Required actions
1. Would you set down, word for word, everything in the Simoné Pretorius biography from "She is also" down to "for Best Newcomer."?
2. According to the Simoné Pretorius biography, which role won her the 2014 Royalty Soapie Award for Best Newcomer?

Simoné Pretorius (née Nortmann; born 18 May 1990) is a South African film, television, and theatre actor, who is known for portraying Irma Humpel in the 2016 Afrikaans biographical film , for which she gained prominence and international recognition.
She is also renowned for her role as Jony in Kyknet's award-winning mockumentary, HOTEL, for which she received a nomination for a South African Film and Television Award for Best Actress in a TV Comedy in 2018. Her break-out role was as Nadia Croukamp on 7de Laan (2013–2015) which brought her an award from the Royalty Soapie Awards in 2014 for Best Newcomer.

Given records
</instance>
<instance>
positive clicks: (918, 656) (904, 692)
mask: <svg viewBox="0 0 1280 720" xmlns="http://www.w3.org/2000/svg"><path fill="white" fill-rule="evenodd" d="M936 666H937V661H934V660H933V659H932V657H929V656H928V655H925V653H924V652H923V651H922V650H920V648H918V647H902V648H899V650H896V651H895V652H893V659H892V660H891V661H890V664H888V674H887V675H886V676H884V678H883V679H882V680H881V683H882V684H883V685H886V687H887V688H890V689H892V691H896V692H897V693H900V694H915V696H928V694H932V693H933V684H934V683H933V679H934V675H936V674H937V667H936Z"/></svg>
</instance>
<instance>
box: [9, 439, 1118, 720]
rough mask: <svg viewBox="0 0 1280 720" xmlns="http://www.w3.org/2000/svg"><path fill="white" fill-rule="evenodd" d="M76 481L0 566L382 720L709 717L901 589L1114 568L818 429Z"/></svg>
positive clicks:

Responses for each task
1.
She is also renowned for her role as Jony in Kyknet's award-winning mockumentary, HOTEL, for which she received a nomination for a South African Film and Television Award for Best Actress in a TV Comedy in 2018. Her break-out role was as Nadia Croukamp on 7de Laan (2013–2015) which brought her an award from the Royalty Soapie Awards in 2014 for Best Newcomer.

2. Her role as Nadia Croukamp on 7de Laan.